## Required task A
Transcribe the passage on early TV comedy from "Some accounts claim" up to and including "back on track.".

-- Start Reading passage --

One time, however, Wynn’s writers came to McNulty at the last minute with a substantial amount of new material. Unable to write up new cards in time, he placed blank cards among the pre-written cards to indicate to Ed where the new material was supposed to fit into the show. All agreed it would work, except that they forgot to tell Wynn of the idea. “So Ed comes barreling off to the wings in the middle of the show. And he says to [writer] Hal Kantor, ‘Hal, is Barney drunk? Everywhere I look — blank cards!’”
Milton Berle’s Texaco Star Theatre debuted a year before Wynn’s, and Berle’s antics on the air led to a tremendous jump in TV sales shortly after his show premiered. But the laughs onscreen belied a good deal of stress behind the scenes.
“It was murder,” Berle said. “It was a rat race…In those early TV days, it was very, very difficult getting new material every week. For the first year I was on, ’48 and ’49, I didn’t even have a writer. I just remembered what I did for the last twenty years, ’cause we couldn’t afford a writer.”
Jackie Gleason entered the world of TV comedy-variety on Cavalcade of Stars in 1950 (retitled The Jackie Gleason Show in ’52 when it moved from the DuMont network to CBS). The sketch-variety show was broadcast live in front of a theater audience. Of the many sketches and characters he made famous, The Honeymooners, of course, remains his enduring comedy legacy.
After becoming a recurring sketch on the variety show, it became its own half-hour sitcom for the 1955–56 season (the Classic 39). That show was not aired live, but any mistakes made while filming in front of the audience were kept in. And, while his cast rehearsed as much as possible each week, Gleason frowned on rehearsing in order to keep the performances “fresh,” and instead relied on his photographic memory to learn the scripts, leaving his fellow cast members to rehearse with a stand-in.
“I came out of the theater, where everyone is rehearsal-happy,” Audrey Meadows explained, recalling her first week on Gleason’s show. “Everybody does but Jackie. We had a read-through of the script, and all week I kept wondering where Jackie was. Finally, when it came to airtime, I asked Art Carney, ‘When do we rehearse?’ Art answered, ‘Do you remember that first read-through? That was all the rehearsal you’ll get.’
“The next week, I told Jackie, ‘You may not like to rehearse, but the rest of us do. We are going to rehearse, and we will leave a blank spot on the floor and that blank spot will be you. So, when we go on the air Saturday night, you just get in your blank spots and say whatever you want.’ You know, he didn’t raise any objections.”
Some accounts claim Gleason was the only cast member who used cue cards in case his excellent — but not perfect — memory failed him. But in those few instances in which he found himself momentarily stuck, he also had the sharpness of mind to ad-lib his way out until he got back on track.
Your Show of Shows, starring Sid Caesar, was a weekly 90-minute comedy variety program premiering in 1950, and is regarded to this day as one of the most brilliant comedy shows of all time. Caesar’s writers and cast members created sketches that set the bar almost impossibly high for later generations of sketch shows to match. Some of the program’s parodies of popular films, musicals, and even operas ran as long as twenty minutes straight.
And, as Caesar said, “When we did it, there were no cue cards, no teleprompters. It was live, live, live.”

-- End Reading passage --
-- Start Input data --

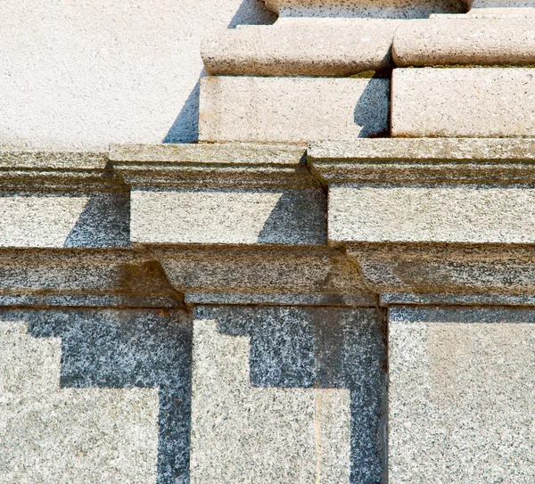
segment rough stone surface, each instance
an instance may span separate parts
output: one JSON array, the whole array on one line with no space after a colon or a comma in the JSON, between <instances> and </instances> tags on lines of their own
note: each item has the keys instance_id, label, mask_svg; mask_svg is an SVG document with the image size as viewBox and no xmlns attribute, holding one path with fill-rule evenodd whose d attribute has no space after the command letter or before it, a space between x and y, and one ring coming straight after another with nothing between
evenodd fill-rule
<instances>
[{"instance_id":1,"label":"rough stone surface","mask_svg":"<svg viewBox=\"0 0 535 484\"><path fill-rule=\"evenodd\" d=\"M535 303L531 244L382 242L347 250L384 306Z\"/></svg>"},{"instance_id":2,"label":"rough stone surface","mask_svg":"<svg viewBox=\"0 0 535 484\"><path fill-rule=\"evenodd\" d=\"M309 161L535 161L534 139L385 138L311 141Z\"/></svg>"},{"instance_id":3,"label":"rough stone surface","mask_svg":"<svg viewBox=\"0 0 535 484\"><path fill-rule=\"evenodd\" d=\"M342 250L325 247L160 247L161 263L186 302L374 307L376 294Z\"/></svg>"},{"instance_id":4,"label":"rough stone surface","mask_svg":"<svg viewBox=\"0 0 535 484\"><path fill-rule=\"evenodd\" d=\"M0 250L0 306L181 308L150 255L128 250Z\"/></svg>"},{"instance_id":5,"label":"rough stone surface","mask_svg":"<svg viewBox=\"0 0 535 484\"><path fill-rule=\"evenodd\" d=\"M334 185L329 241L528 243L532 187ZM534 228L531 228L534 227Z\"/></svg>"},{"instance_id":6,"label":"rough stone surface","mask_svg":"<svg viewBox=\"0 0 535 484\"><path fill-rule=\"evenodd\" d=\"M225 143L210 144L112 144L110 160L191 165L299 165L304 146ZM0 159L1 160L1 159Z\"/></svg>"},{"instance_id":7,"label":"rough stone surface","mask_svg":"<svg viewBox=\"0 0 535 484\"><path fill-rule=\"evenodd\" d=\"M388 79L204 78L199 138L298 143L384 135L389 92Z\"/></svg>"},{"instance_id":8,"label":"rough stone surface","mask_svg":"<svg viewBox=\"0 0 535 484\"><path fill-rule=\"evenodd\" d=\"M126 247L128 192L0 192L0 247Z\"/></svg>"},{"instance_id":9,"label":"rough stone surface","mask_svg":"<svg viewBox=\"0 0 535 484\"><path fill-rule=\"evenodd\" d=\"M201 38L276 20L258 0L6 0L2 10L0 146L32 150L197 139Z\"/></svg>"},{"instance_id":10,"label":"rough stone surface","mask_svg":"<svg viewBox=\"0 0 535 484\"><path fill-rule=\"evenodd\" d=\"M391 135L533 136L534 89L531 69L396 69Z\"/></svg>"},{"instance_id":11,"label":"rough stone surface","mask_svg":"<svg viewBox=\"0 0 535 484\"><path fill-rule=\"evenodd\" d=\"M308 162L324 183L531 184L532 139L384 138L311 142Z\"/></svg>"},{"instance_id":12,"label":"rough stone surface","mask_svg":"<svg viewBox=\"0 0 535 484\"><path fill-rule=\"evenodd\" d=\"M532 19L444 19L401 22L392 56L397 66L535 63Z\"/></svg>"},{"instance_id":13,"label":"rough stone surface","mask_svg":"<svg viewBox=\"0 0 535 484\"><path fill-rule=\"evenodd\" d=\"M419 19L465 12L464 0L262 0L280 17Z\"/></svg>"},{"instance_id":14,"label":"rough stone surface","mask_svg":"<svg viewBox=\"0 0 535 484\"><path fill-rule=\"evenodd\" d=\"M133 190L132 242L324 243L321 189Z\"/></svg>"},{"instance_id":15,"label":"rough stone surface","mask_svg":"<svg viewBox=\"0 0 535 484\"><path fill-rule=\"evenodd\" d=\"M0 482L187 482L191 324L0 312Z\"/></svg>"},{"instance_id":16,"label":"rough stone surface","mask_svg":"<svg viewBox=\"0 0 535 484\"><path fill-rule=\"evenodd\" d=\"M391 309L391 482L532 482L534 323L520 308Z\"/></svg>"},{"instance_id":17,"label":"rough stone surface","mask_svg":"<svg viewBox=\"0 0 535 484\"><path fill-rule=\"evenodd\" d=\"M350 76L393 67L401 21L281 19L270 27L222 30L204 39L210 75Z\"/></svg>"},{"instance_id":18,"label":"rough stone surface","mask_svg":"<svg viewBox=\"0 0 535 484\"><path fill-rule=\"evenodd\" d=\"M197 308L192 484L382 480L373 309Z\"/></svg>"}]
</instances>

-- End Input data --

## Required task B
Format the records above as a numbered list, from their first line up to and including the line with "output: one JSON", leaving out blank lines and the pictures.

## Task output A
Some accounts claim Gleason was the only cast member who used cue cards in case his excellent — but not perfect — memory failed him. But in those few instances in which he found himself momentarily stuck, he also had the sharpness of mind to ad-lib his way out until he got back on track.

## Task output B
1. segment rough stone surface, each instance
2. an instance may span separate parts
3. output: one JSON array, the whole array on one line with no space after a colon or a comma in the JSON, between <instances> and </instances> tags on lines of their own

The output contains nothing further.